Records shown:
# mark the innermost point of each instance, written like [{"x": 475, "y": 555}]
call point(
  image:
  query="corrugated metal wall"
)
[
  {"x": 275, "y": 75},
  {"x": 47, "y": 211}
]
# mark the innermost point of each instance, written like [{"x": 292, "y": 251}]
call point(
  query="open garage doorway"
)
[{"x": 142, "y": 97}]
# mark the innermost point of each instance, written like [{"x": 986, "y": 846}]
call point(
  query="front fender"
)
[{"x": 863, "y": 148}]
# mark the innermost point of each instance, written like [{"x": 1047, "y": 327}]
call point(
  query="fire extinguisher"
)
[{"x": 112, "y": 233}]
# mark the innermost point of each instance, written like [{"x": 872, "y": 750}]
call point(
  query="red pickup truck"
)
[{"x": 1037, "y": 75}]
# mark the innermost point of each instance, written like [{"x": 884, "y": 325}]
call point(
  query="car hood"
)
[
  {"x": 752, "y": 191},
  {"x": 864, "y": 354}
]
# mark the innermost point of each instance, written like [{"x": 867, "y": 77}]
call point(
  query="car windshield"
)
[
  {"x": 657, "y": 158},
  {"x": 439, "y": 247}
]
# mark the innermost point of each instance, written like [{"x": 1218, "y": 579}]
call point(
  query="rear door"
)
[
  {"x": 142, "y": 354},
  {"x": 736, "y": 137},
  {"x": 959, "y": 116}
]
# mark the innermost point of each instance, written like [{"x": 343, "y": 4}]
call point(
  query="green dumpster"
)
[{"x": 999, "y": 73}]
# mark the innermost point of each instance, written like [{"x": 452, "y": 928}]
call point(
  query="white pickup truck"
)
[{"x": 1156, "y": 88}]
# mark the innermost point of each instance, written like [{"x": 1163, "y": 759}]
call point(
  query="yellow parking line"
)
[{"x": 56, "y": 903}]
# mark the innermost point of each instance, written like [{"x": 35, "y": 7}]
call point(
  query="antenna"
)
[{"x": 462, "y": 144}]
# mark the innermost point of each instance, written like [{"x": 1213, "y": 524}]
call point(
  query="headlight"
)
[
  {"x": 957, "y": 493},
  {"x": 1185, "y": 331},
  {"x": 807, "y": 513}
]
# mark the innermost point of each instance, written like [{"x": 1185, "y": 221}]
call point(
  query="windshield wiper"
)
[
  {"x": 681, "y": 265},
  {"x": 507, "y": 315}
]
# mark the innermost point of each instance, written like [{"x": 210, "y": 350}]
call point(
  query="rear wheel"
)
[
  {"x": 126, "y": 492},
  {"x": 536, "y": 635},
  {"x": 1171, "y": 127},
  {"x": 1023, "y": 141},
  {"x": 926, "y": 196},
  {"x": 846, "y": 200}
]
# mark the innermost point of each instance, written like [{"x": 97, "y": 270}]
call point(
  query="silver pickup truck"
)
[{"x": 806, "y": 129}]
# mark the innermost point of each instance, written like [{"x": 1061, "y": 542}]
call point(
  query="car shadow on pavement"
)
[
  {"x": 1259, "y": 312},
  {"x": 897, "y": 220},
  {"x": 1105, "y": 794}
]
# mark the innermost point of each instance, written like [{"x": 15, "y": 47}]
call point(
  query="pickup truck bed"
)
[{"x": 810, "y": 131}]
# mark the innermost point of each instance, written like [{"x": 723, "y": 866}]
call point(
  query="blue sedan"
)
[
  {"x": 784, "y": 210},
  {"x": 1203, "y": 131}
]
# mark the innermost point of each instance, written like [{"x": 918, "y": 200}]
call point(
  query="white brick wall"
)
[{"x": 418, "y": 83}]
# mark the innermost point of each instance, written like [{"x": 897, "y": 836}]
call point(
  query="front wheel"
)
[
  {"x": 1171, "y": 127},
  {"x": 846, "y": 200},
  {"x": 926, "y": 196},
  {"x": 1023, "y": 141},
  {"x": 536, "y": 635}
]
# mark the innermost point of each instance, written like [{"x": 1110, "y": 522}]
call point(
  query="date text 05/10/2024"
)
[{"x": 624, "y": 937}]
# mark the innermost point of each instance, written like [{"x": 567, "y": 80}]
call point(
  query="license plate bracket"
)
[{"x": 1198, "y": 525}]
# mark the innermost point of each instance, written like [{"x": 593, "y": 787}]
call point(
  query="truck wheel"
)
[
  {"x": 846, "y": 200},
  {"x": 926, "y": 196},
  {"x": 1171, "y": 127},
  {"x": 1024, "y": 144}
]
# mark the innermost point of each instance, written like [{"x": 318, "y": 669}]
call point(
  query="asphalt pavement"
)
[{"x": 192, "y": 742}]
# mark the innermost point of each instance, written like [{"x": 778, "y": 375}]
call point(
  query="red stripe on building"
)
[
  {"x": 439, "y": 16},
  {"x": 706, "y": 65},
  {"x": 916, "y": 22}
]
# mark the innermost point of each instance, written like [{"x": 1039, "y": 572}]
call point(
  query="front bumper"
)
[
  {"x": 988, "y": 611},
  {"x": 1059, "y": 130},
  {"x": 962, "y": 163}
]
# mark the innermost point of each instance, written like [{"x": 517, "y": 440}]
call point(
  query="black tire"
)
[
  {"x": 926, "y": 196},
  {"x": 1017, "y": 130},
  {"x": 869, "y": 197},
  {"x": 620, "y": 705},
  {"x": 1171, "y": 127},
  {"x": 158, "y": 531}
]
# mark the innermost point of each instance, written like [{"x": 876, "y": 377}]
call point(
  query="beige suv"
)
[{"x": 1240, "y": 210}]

Problem requirements: Give the listing above again, word for word.

Answer in full:
# mark the innermost point of each instance, written like [{"x": 475, "y": 555}]
call point(
  image:
  query="corrugated metal wall"
)
[
  {"x": 275, "y": 75},
  {"x": 47, "y": 211}
]
# mark the innermost point of each instance, written like [{"x": 292, "y": 251}]
call point(
  query="open garage doorway"
)
[{"x": 142, "y": 97}]
# mark the innermost point of each instance, written like [{"x": 986, "y": 846}]
call point(
  query="front fender"
)
[{"x": 863, "y": 148}]
# mark the innermost point of each instance, written like [{"x": 1047, "y": 327}]
call point(
  query="fire extinguisher"
)
[{"x": 112, "y": 233}]
# mark the innermost point of each instance, written like [{"x": 872, "y": 750}]
call point(
  query="red pickup truck"
)
[{"x": 1037, "y": 75}]
# mark the innermost point of each instance, written like [{"x": 884, "y": 325}]
call point(
  query="car hood"
)
[
  {"x": 752, "y": 191},
  {"x": 864, "y": 354}
]
# mark the innermost point of each instance, written like [{"x": 867, "y": 77}]
call point(
  query="car windshield"
)
[
  {"x": 657, "y": 158},
  {"x": 439, "y": 247}
]
# mark the innermost point of each instance, written like [{"x": 1218, "y": 579}]
call point(
  query="rear door"
)
[
  {"x": 142, "y": 354},
  {"x": 736, "y": 137},
  {"x": 959, "y": 116}
]
# mark the innermost point of each instance, written like [{"x": 343, "y": 4}]
call point(
  query="green dumpster"
)
[{"x": 999, "y": 73}]
# mark the innermost point of each instance, written like [{"x": 452, "y": 928}]
call point(
  query="white pickup truck"
)
[{"x": 1156, "y": 88}]
# mark the innermost point of each instance, written like [{"x": 1163, "y": 759}]
call point(
  query="yellow parking line"
)
[{"x": 56, "y": 903}]
# mark the innermost point of each instance, written like [{"x": 35, "y": 7}]
call point(
  query="antenna"
)
[{"x": 462, "y": 144}]
# mark the innermost point of each instance, written like [{"x": 1213, "y": 524}]
call point(
  query="headlight"
)
[
  {"x": 957, "y": 493},
  {"x": 1185, "y": 331},
  {"x": 807, "y": 513}
]
# mark the innermost point of each instance, written like [{"x": 1185, "y": 221}]
call point(
  query="windshield wiper"
)
[
  {"x": 681, "y": 265},
  {"x": 507, "y": 315}
]
# mark the innermost point of each instance, written like [{"x": 210, "y": 350}]
call point(
  query="rear wheel"
)
[
  {"x": 126, "y": 492},
  {"x": 536, "y": 635},
  {"x": 1171, "y": 127},
  {"x": 1023, "y": 141},
  {"x": 926, "y": 196},
  {"x": 846, "y": 200}
]
# mark the innermost point of each instance, written like [{"x": 97, "y": 270}]
call point(
  query="silver pickup truck"
)
[{"x": 806, "y": 129}]
# mark the innermost point of each instance, written like [{"x": 1061, "y": 542}]
call point(
  query="car shadow on pavement"
)
[
  {"x": 1259, "y": 312},
  {"x": 897, "y": 220},
  {"x": 1105, "y": 794}
]
# mark the innermost point of each instance, written like [{"x": 15, "y": 47}]
call point(
  query="pickup truck bed"
)
[{"x": 810, "y": 131}]
# mark the innermost point of each instance, written like [{"x": 723, "y": 866}]
call point(
  query="blue sedan"
)
[
  {"x": 784, "y": 210},
  {"x": 1203, "y": 131}
]
# mark the innermost point of each instance, written like [{"x": 918, "y": 200}]
call point(
  query="white brick wall"
)
[{"x": 418, "y": 83}]
# mark the innermost point of each instance, written like [{"x": 897, "y": 836}]
call point(
  query="front wheel"
)
[
  {"x": 1171, "y": 127},
  {"x": 846, "y": 200},
  {"x": 926, "y": 196},
  {"x": 1023, "y": 141},
  {"x": 536, "y": 635}
]
# mark the innermost point of each instance, written like [{"x": 1110, "y": 522}]
call point(
  query="date text 05/10/2024"
)
[{"x": 624, "y": 937}]
# mark the innermost point of each instance, written like [{"x": 567, "y": 80}]
call point(
  query="license plate bracket"
)
[{"x": 1198, "y": 525}]
# mark the innermost point of each instance, written like [{"x": 593, "y": 787}]
call point(
  query="truck wheel"
)
[
  {"x": 846, "y": 200},
  {"x": 926, "y": 196},
  {"x": 1171, "y": 127},
  {"x": 1024, "y": 144}
]
# mark the innermost point of each instance, written like [{"x": 318, "y": 669}]
call point(
  query="asphalt pavement"
)
[{"x": 192, "y": 742}]
# mark the innermost point of each instance, written like [{"x": 778, "y": 375}]
call point(
  query="red stripe on building"
)
[
  {"x": 439, "y": 16},
  {"x": 706, "y": 65},
  {"x": 916, "y": 22}
]
# mark the innermost point of each instance, written like [{"x": 1039, "y": 572}]
call point(
  query="front bumper"
)
[
  {"x": 988, "y": 611},
  {"x": 1059, "y": 130},
  {"x": 962, "y": 163}
]
# mark the innermost point of each instance, written like [{"x": 517, "y": 440}]
call point(
  query="black tire"
)
[
  {"x": 926, "y": 196},
  {"x": 1017, "y": 130},
  {"x": 869, "y": 197},
  {"x": 620, "y": 705},
  {"x": 1171, "y": 127},
  {"x": 158, "y": 531}
]
# mark the innermost point of each instance, written like [{"x": 876, "y": 377}]
call point(
  query="beige suv"
)
[{"x": 1240, "y": 210}]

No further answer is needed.